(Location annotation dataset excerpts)
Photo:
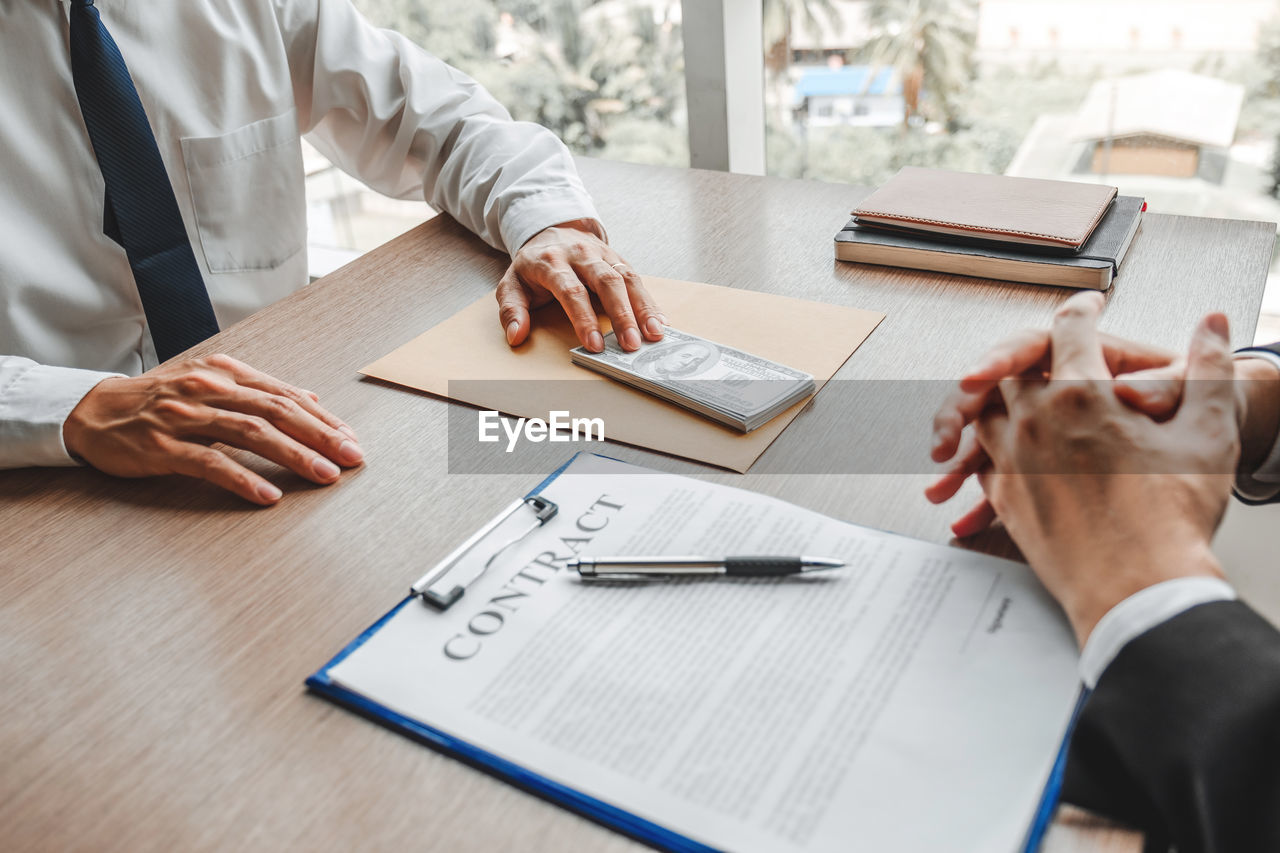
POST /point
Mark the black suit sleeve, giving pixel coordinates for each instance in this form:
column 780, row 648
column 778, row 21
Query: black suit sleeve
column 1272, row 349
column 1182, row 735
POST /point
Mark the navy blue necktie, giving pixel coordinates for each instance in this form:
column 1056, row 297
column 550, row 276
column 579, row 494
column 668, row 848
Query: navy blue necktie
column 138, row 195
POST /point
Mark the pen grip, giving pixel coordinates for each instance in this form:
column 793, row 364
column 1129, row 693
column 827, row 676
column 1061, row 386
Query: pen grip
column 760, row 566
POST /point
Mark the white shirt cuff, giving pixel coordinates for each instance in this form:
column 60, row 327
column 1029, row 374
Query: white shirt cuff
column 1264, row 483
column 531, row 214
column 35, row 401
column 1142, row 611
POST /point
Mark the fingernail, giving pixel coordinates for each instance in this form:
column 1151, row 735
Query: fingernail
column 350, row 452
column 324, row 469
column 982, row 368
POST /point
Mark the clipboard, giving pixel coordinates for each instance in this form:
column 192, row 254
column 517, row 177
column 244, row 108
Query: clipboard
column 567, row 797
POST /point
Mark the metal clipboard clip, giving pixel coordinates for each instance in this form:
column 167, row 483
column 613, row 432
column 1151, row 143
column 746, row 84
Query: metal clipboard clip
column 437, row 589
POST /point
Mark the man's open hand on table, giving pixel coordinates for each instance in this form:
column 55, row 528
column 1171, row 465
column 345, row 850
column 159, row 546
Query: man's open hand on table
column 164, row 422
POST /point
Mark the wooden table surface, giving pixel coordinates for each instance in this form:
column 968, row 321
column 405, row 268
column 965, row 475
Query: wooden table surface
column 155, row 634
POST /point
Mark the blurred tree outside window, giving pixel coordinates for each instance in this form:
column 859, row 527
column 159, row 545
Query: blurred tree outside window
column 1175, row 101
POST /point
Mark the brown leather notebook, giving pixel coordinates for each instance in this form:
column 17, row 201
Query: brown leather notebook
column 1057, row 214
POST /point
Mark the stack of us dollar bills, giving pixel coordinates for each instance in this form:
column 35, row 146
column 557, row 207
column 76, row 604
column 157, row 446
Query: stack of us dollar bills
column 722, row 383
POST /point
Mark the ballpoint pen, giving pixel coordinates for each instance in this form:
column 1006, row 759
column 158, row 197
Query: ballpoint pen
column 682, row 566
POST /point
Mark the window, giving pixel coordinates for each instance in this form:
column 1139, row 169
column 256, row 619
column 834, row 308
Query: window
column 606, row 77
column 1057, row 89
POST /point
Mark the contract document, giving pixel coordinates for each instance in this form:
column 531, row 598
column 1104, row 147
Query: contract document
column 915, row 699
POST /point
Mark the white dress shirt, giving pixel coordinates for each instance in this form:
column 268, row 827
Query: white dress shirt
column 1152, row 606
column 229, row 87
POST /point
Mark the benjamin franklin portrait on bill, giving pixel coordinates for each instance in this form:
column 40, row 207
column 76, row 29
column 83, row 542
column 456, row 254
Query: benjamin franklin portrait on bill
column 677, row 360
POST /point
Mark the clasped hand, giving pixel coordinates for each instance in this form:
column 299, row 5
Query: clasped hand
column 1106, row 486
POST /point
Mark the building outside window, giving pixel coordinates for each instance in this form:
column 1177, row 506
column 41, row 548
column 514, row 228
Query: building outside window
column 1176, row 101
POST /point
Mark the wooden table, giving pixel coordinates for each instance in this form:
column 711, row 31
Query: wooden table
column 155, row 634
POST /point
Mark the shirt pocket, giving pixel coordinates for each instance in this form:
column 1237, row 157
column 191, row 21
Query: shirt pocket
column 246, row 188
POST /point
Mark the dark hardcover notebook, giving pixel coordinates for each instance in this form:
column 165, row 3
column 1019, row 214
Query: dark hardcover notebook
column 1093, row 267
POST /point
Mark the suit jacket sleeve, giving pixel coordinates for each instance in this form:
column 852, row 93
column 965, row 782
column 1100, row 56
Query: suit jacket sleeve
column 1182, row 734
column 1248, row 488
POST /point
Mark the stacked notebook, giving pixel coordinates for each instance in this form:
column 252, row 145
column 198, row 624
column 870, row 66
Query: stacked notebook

- [Aim of the exercise]: Convert every line of the entries above into a JSON list of strings, one string per line, skipping blank lines. Omit the pictures from the list.

- [Solution]:
[
  "Photo:",
  "POST /point",
  "Mark the black suit sleeve, giving pixel coordinates for each instance in this form:",
  "column 780, row 648",
  "column 778, row 21",
  "Query: black suit sleeve",
  "column 1272, row 349",
  "column 1182, row 735",
  "POST /point",
  "Mark the navy blue necktie, giving pixel coordinates for each instance in this form:",
  "column 1056, row 297",
  "column 550, row 276",
  "column 579, row 494",
  "column 668, row 848",
  "Query: navy blue necktie",
  "column 138, row 195",
  "POST /point",
  "Mark the pen grip, giving pixel coordinates for each instance in this form:",
  "column 793, row 364",
  "column 1129, row 693",
  "column 827, row 676",
  "column 1061, row 386",
  "Query: pen grip",
  "column 760, row 566",
  "POST /point",
  "Mark the white shirt cuff, giving pixel coordinates for each instance in this form:",
  "column 60, row 327",
  "column 1029, row 374",
  "Query: white shirt cuff",
  "column 1264, row 483",
  "column 531, row 214",
  "column 35, row 401",
  "column 1142, row 611",
  "POST /point",
  "Mark the fingernail, giving pixel coordinates for each instance in this form:",
  "column 1151, row 735",
  "Query: fingernail",
  "column 350, row 452",
  "column 324, row 469",
  "column 982, row 368",
  "POST /point",
  "Mark the clipboard, giving pixel coordinates for each instance in this form:",
  "column 192, row 254",
  "column 517, row 177",
  "column 244, row 108",
  "Query: clipboard",
  "column 567, row 797",
  "POST /point",
  "Mark the metal clipboard clip, giving pixel coordinates for each instance in this form:",
  "column 167, row 483",
  "column 613, row 432",
  "column 1151, row 143",
  "column 746, row 84",
  "Query: metal clipboard clip",
  "column 437, row 589",
  "POST /point",
  "Mark the man's open hand on table, giving pixel coordinates for each instance in this form:",
  "column 55, row 528",
  "column 1171, row 465",
  "column 345, row 850",
  "column 159, row 546",
  "Query: man's open hand on table",
  "column 164, row 422",
  "POST /point",
  "Mark the wooden table surface, giving pixel coordinates for each instance in this form:",
  "column 968, row 321",
  "column 405, row 268",
  "column 965, row 475",
  "Query: wooden table surface",
  "column 155, row 634",
  "POST /point",
  "Mark the blurred tree outside window, giving pixel coordinates for each instance in this form:",
  "column 859, row 527",
  "column 159, row 545",
  "Query: blurred tree outside window",
  "column 1175, row 101",
  "POST /point",
  "Mark the brown leather notebook, giving pixel coordinates for each instance in this form:",
  "column 17, row 201",
  "Query: brown leather notebook",
  "column 1057, row 214",
  "POST /point",
  "Mark the stack of us dollar bills, giving pixel coordinates for each instance in this form:",
  "column 35, row 146",
  "column 557, row 207",
  "column 76, row 604",
  "column 157, row 446",
  "Query: stack of us dollar bills",
  "column 722, row 383",
  "POST /point",
  "Mark the ballpoint pen, giving pixel coordinates for each instance in this form:",
  "column 1006, row 759",
  "column 158, row 197",
  "Query: ballpoint pen",
  "column 682, row 566",
  "POST /point",
  "Mark the window, giving pixel coordinates for each instance in this form:",
  "column 1139, row 169",
  "column 256, row 619",
  "column 834, row 308",
  "Query: window",
  "column 606, row 77",
  "column 1057, row 89",
  "POST /point",
  "Mark the contract document, giving pixel coordinates for each instance in this form:",
  "column 531, row 598",
  "column 1104, row 147",
  "Query: contract document",
  "column 915, row 699",
  "POST /point",
  "Mark the white dress shirt, giving pixel coordinates for each instance in this form:",
  "column 268, row 827",
  "Query: white dress shirt",
  "column 1152, row 606",
  "column 229, row 87",
  "POST /point",
  "Mark the benjamin franklin portrait on bill, giving pixel coordinates for each instance in this form:",
  "column 40, row 207",
  "column 76, row 29",
  "column 83, row 542",
  "column 456, row 254",
  "Query: benjamin franklin portrait on bill",
  "column 677, row 360",
  "POST /point",
  "Mark the clasped hand, giving pixel coordinates for each instance in this form:",
  "column 299, row 5",
  "Query: clasped hand",
  "column 1106, row 486",
  "POST /point",
  "Mark the building outside window, giving pixel coordinates for each instance in this form:",
  "column 1177, row 506",
  "column 41, row 548",
  "column 514, row 228",
  "Query: building outside window",
  "column 1176, row 101",
  "POST /point",
  "Mark the wooden table, giving pixel coordinates for each instance in this form:",
  "column 711, row 31",
  "Query: wooden table",
  "column 155, row 634",
  "POST /point",
  "Mark the shirt pocket, giving pixel coordinates for each instance in this form:",
  "column 1237, row 157",
  "column 191, row 21",
  "Query: shirt pocket",
  "column 246, row 188",
  "POST /point",
  "Mark the dark hardcover notebook, giving pixel coordinates for each instance in this form:",
  "column 165, row 3",
  "column 1019, row 214",
  "Query: dark hardcover notebook",
  "column 1093, row 267",
  "POST /point",
  "Mark the suit jacket sleeve, giving pixel coordinates for each instance in this form:",
  "column 852, row 93",
  "column 965, row 782",
  "column 1100, row 56",
  "Query: suit jacket sleeve",
  "column 1182, row 734",
  "column 1248, row 488",
  "POST /point",
  "Mark the stacked notebook, giving pixel coordinates for each instance in this form:",
  "column 252, row 145",
  "column 198, row 624",
  "column 870, row 66",
  "Query: stacked notebook"
]